**Pflichtaufgabe A:**
Ermittle, wie viele der Zeilen nach dem Text über die Leistungserfassung von Beschäftigten das Wort "laptop" enthalten; Groß- und Kleinschreibung zählt. Nenne nur die Zahl.

○ ○ ○ ○ ○ ○ ○

Die Erfassung für Feedbackgespräche und Qualifizierungen wird als geeignet und erforderlich angesehen, da sie eine objektive Grundlage für die Bewertung der Leistung der Mitarbeiter bietet. Das Gericht betrachtet die Erfassung als verhältnismäßig, transparent und beschränkt auf den geschäftlichen Bereich, ohne Verhaltensdaten aus der Privatsphäre zu erheben. Es betont außerdem Zugriffsbeschränkungen und ein umfangreiches Berechtigungskonzept im Unternehmen. Die Erfassung dient auch als objektive Grundlage für Beförderungen, was laut dem Betriebsrat im Interesse der Beschäftigten liegt.

○ ○ ○ ○ ○ ○ ○

**Pflichtaufgabe B:**
Schreib den Text über die Leistungserfassung von Beschäftigten im Anschluss an seinen letzten Satz weiter.

○ ○ ○ ○ ○ ○ ○

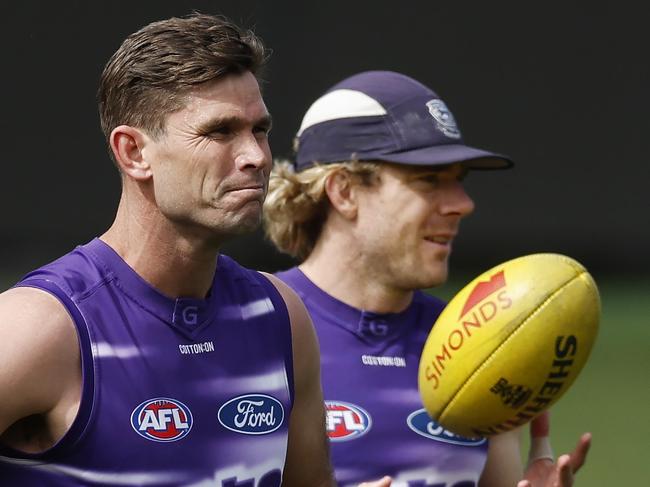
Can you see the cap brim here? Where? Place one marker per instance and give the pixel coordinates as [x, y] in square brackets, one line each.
[446, 154]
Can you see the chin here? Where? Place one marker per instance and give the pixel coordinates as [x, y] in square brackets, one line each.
[435, 277]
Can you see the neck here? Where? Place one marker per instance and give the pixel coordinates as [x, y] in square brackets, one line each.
[345, 275]
[176, 264]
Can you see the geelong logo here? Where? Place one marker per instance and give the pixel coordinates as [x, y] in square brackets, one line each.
[162, 419]
[420, 422]
[346, 421]
[252, 414]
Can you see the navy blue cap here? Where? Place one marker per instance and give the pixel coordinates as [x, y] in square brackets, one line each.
[385, 116]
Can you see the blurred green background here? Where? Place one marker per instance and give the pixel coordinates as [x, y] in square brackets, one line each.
[611, 397]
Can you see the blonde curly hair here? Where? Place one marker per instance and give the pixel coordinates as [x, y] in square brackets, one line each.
[296, 206]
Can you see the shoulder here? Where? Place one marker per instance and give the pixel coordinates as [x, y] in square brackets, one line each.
[39, 349]
[75, 273]
[295, 307]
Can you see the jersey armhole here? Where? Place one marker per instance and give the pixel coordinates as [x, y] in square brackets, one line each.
[281, 308]
[86, 403]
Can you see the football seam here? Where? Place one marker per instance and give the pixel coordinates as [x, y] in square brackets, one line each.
[490, 357]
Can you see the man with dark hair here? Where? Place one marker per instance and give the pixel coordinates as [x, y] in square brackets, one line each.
[371, 206]
[145, 357]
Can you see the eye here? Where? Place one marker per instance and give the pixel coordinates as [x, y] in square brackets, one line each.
[431, 178]
[220, 131]
[262, 130]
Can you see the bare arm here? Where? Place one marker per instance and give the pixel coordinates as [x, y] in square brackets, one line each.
[39, 368]
[307, 460]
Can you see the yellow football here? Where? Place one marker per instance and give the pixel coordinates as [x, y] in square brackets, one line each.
[509, 344]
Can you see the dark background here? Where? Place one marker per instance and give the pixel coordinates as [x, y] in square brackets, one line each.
[560, 87]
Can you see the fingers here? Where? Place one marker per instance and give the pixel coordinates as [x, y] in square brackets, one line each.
[579, 454]
[565, 471]
[540, 443]
[383, 482]
[540, 426]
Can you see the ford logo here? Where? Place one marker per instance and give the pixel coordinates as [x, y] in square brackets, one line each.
[252, 414]
[420, 422]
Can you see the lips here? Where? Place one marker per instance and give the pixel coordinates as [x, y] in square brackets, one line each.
[440, 239]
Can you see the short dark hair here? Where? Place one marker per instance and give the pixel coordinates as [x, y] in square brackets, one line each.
[147, 77]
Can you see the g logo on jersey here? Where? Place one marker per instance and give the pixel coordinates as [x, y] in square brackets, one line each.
[252, 414]
[346, 421]
[420, 422]
[162, 419]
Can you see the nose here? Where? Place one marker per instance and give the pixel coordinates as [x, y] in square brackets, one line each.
[253, 153]
[456, 201]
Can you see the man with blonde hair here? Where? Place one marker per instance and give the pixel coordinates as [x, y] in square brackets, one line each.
[371, 206]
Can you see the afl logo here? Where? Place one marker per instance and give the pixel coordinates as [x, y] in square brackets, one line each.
[252, 414]
[346, 421]
[162, 419]
[420, 422]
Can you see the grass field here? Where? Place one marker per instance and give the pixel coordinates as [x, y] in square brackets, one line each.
[611, 398]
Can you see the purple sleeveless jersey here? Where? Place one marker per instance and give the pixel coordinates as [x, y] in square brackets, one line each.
[176, 392]
[375, 419]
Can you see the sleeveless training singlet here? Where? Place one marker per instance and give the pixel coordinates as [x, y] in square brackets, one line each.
[375, 419]
[176, 392]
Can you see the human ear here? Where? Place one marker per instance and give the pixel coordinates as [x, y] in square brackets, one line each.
[127, 144]
[342, 193]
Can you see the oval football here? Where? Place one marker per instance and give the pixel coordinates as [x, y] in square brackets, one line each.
[509, 344]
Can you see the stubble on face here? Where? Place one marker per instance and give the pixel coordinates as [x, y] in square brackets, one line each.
[216, 159]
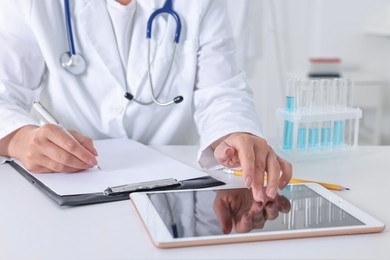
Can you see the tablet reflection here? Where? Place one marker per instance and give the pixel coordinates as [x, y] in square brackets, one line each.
[237, 209]
[216, 212]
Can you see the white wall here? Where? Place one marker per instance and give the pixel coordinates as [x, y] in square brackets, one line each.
[283, 34]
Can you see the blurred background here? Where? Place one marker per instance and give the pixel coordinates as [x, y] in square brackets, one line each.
[275, 40]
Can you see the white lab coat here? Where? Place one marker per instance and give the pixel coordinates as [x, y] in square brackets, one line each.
[217, 100]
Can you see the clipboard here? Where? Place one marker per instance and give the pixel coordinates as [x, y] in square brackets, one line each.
[116, 192]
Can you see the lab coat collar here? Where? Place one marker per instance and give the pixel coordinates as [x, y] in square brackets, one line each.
[95, 20]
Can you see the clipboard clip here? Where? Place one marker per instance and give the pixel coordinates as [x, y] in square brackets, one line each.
[142, 186]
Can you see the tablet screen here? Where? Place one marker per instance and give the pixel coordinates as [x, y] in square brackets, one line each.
[215, 212]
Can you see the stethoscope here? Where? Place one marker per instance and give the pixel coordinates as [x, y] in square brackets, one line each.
[75, 64]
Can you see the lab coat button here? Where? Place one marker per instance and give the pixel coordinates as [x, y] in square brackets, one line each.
[117, 109]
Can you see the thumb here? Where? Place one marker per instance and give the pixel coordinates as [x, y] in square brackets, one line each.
[226, 155]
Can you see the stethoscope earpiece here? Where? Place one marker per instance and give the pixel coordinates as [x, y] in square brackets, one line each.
[178, 99]
[75, 64]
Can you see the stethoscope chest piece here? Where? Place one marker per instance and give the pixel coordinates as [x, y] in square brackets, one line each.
[74, 64]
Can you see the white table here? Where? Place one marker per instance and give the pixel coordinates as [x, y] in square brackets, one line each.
[34, 227]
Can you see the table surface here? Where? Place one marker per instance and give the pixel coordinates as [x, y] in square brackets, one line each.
[32, 226]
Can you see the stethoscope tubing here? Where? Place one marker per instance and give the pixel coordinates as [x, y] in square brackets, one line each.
[68, 22]
[69, 58]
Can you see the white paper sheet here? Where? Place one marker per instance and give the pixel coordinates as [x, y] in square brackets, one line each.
[123, 161]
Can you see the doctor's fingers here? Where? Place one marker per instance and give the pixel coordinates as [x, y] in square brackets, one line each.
[226, 155]
[287, 171]
[84, 141]
[224, 215]
[65, 149]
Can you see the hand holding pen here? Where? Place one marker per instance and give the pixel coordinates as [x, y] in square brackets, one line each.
[51, 148]
[255, 157]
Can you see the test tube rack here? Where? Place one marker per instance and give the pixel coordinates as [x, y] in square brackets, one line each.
[311, 130]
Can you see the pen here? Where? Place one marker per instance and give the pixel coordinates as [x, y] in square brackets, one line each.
[51, 119]
[329, 186]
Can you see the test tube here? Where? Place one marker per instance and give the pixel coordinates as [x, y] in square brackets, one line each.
[349, 124]
[315, 100]
[290, 108]
[302, 108]
[339, 105]
[325, 107]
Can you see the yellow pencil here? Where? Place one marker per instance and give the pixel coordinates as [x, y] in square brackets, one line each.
[329, 186]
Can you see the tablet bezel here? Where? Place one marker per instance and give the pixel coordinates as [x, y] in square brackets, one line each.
[162, 238]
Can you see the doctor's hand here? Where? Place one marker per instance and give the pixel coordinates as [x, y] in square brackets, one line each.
[48, 149]
[237, 208]
[255, 157]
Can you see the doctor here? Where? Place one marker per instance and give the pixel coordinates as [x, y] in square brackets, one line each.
[92, 66]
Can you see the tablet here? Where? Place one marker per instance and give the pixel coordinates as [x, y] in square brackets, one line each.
[216, 216]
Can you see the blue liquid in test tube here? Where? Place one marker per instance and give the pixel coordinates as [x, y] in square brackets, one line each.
[338, 133]
[326, 88]
[290, 108]
[313, 137]
[288, 125]
[340, 104]
[325, 136]
[301, 142]
[302, 108]
[314, 107]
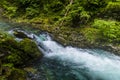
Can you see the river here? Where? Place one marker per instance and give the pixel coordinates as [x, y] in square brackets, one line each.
[69, 63]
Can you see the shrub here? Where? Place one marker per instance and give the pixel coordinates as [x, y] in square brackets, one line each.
[109, 30]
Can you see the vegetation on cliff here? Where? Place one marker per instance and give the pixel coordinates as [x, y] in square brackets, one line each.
[15, 55]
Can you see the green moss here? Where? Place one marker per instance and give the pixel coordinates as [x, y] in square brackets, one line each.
[112, 11]
[91, 34]
[109, 30]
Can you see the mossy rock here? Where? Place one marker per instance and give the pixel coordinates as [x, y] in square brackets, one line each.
[18, 53]
[25, 52]
[11, 73]
[112, 11]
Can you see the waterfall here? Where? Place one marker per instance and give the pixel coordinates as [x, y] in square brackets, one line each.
[85, 64]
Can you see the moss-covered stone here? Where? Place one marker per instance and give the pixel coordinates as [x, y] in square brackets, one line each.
[15, 56]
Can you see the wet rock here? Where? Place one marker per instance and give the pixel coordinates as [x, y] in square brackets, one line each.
[20, 34]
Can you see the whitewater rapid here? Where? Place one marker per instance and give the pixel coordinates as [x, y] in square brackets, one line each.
[93, 64]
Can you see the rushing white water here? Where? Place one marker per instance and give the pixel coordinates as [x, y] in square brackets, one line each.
[96, 64]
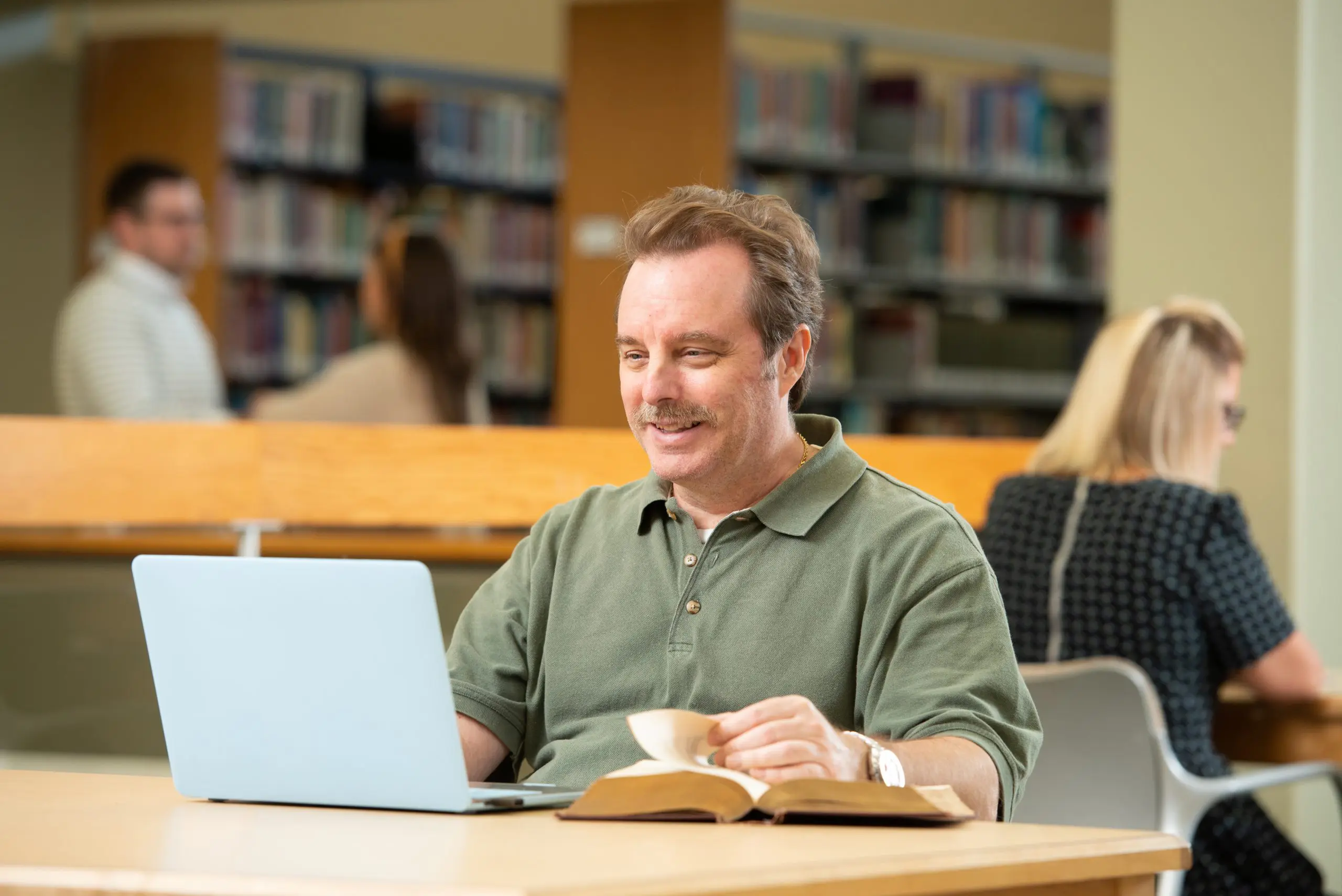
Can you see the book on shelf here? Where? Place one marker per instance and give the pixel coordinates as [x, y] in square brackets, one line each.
[281, 336]
[796, 111]
[950, 232]
[947, 124]
[286, 226]
[480, 135]
[1005, 126]
[505, 243]
[679, 784]
[518, 347]
[294, 114]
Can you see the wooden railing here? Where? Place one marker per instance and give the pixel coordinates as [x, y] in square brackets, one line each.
[447, 493]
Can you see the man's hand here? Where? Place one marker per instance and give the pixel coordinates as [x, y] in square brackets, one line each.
[784, 738]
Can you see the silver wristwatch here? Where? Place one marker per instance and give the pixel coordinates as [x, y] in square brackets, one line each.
[883, 765]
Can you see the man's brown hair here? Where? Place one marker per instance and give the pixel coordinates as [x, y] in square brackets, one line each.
[785, 289]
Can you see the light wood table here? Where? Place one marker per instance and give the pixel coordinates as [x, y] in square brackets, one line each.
[1252, 730]
[66, 834]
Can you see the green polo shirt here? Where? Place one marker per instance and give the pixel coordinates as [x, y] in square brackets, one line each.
[843, 585]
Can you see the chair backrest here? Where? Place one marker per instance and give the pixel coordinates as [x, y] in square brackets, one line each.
[1101, 765]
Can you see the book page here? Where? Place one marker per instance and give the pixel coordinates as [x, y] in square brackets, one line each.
[678, 741]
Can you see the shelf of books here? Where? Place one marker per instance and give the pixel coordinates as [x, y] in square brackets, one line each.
[962, 232]
[324, 149]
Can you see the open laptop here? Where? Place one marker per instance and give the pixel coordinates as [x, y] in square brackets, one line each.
[317, 682]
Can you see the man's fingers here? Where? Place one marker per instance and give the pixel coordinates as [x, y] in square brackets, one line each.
[733, 725]
[784, 753]
[789, 773]
[775, 730]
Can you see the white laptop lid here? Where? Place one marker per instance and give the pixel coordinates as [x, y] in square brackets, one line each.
[302, 681]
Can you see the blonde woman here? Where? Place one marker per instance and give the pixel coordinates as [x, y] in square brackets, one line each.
[1153, 564]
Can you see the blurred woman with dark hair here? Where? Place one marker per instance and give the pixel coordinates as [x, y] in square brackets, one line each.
[419, 371]
[1118, 544]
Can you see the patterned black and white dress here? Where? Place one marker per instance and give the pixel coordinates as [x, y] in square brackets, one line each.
[1164, 575]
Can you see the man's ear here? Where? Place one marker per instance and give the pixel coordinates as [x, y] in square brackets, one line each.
[792, 360]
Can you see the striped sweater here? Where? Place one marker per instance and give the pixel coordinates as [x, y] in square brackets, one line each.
[131, 345]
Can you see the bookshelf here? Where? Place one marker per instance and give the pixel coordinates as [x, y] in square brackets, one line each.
[962, 227]
[961, 219]
[301, 156]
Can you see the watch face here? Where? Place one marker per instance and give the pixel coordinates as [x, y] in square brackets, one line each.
[890, 769]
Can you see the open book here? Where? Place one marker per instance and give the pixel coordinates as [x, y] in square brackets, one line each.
[678, 784]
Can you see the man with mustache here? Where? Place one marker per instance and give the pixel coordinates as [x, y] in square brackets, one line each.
[840, 623]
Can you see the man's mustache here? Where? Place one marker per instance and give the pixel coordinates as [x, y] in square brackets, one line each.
[673, 414]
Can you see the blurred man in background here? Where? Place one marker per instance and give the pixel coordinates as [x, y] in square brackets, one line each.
[129, 342]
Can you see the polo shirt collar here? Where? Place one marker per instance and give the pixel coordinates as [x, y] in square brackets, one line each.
[145, 277]
[803, 498]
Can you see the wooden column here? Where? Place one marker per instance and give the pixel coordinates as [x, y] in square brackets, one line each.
[160, 99]
[647, 107]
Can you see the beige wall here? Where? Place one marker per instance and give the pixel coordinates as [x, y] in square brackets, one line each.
[37, 224]
[1317, 526]
[1204, 165]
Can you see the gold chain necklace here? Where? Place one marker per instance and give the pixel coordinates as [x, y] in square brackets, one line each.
[806, 451]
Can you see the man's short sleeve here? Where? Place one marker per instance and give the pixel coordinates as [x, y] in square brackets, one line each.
[941, 663]
[488, 656]
[1240, 608]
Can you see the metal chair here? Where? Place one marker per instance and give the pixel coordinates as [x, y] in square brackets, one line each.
[1108, 762]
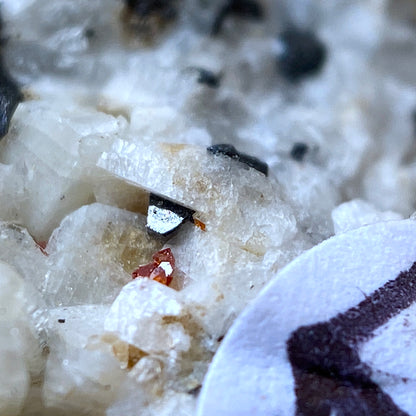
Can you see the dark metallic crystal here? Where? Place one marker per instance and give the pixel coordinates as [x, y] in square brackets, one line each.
[299, 151]
[165, 216]
[231, 152]
[303, 54]
[10, 96]
[248, 9]
[208, 78]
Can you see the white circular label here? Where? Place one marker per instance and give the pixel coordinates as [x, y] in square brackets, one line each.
[333, 334]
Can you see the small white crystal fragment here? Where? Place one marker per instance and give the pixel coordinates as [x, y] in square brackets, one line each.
[356, 213]
[92, 254]
[146, 314]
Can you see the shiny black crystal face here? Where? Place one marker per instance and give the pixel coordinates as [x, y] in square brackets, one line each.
[208, 78]
[146, 8]
[299, 151]
[303, 54]
[230, 151]
[247, 9]
[10, 96]
[165, 216]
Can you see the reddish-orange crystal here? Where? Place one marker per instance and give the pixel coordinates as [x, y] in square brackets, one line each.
[157, 271]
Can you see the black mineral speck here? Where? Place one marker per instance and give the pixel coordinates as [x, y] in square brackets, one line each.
[165, 216]
[10, 96]
[146, 8]
[299, 151]
[231, 152]
[247, 9]
[303, 54]
[195, 391]
[208, 78]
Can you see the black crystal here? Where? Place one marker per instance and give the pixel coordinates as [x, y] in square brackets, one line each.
[10, 96]
[165, 216]
[299, 151]
[146, 8]
[303, 54]
[208, 78]
[230, 151]
[248, 9]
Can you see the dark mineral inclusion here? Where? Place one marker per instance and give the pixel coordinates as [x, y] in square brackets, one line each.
[248, 9]
[303, 54]
[231, 152]
[164, 216]
[326, 366]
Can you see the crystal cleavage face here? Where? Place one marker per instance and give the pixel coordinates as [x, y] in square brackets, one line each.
[331, 335]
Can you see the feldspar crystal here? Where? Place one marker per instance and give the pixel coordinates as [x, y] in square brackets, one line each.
[112, 138]
[20, 352]
[99, 261]
[164, 216]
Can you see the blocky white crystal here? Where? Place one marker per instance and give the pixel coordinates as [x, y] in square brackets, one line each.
[92, 254]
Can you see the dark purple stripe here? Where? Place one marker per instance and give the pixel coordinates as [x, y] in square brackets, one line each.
[325, 361]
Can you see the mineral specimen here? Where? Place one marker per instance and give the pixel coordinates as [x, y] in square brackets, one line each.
[231, 152]
[164, 216]
[122, 100]
[303, 54]
[160, 270]
[249, 9]
[10, 96]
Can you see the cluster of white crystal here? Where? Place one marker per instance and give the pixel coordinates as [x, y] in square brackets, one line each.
[106, 123]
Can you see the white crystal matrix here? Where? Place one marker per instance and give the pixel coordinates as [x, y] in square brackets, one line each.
[109, 117]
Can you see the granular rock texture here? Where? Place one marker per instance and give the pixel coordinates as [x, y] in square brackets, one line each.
[121, 102]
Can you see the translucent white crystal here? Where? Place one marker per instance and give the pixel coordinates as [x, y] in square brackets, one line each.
[145, 314]
[20, 352]
[92, 254]
[356, 213]
[43, 149]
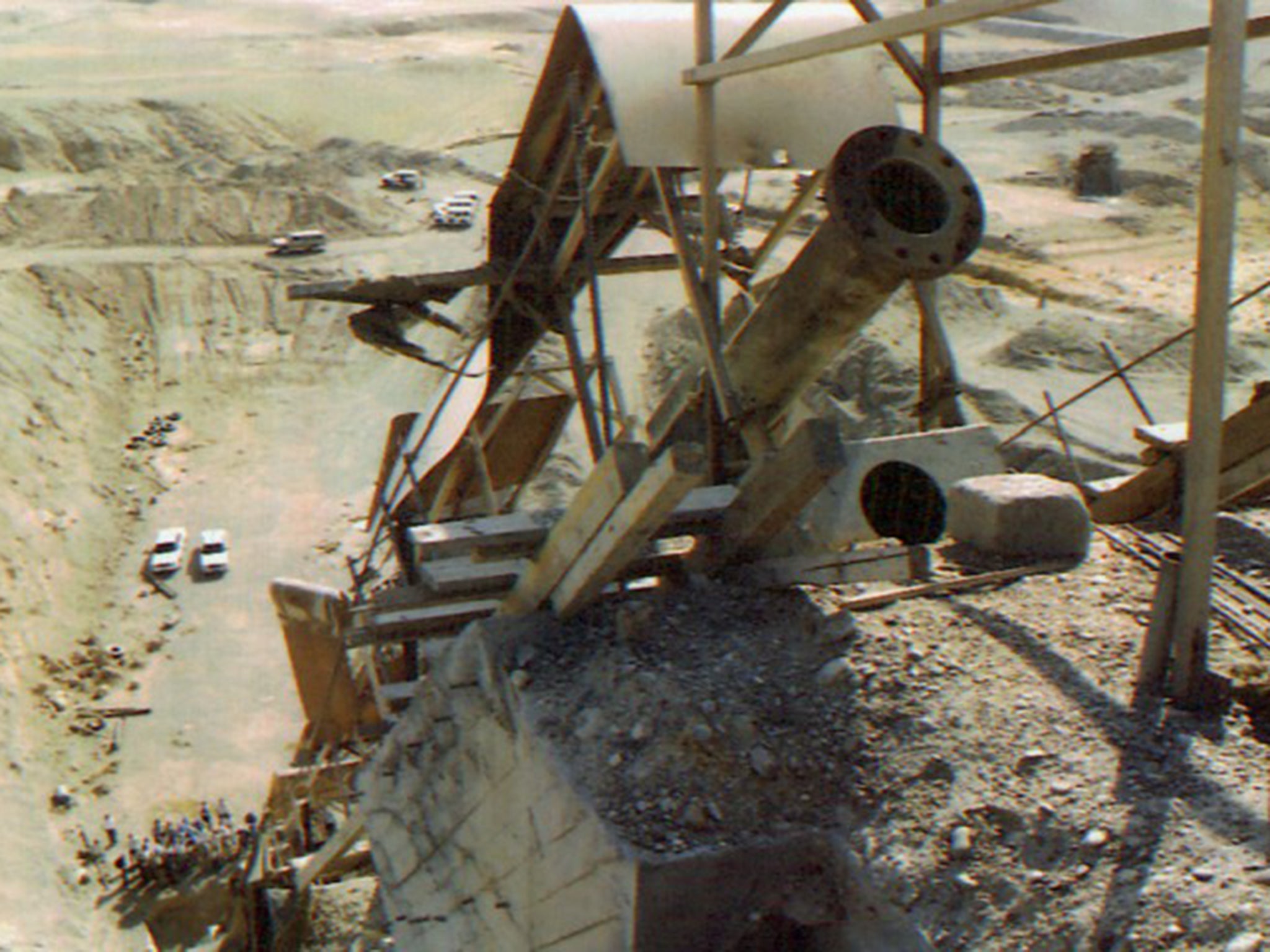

○ ○ ○ ○ ○ ○ ○

**Schriftliche Antwort A:**
2

**Schriftliche Antwort B:**
5) Fazit

Das Verwaltungsgericht Hannover hat zugunsten eines Logistikunternehmens entschieden, dass die minutengenaue Erfassung der Leistungsdaten der Mitarbeiter rechtlich zulässig ist. Das Gericht argumentiert, dass diese Datenerhebung notwendig und verhältnismäßig ist, um den reibungslosen Betrieb des Logistikzentrums und die Einhaltung von Terminzusagen zu gewährleisten. Die Entscheidung betont die transparente und geschäftliche Natur der Datenverarbeitung sowie deren Rolle bei Mitarbeiterbewertungen und Beförderungen.

Verantwortliche sollten allerdings beachten, dass das Urteil nur für den konkreten Einzelfall gilt, den das Gericht entschieden hat. Am Ende bleibt zu empfehlen, sich mit dem DSB abzustimmen.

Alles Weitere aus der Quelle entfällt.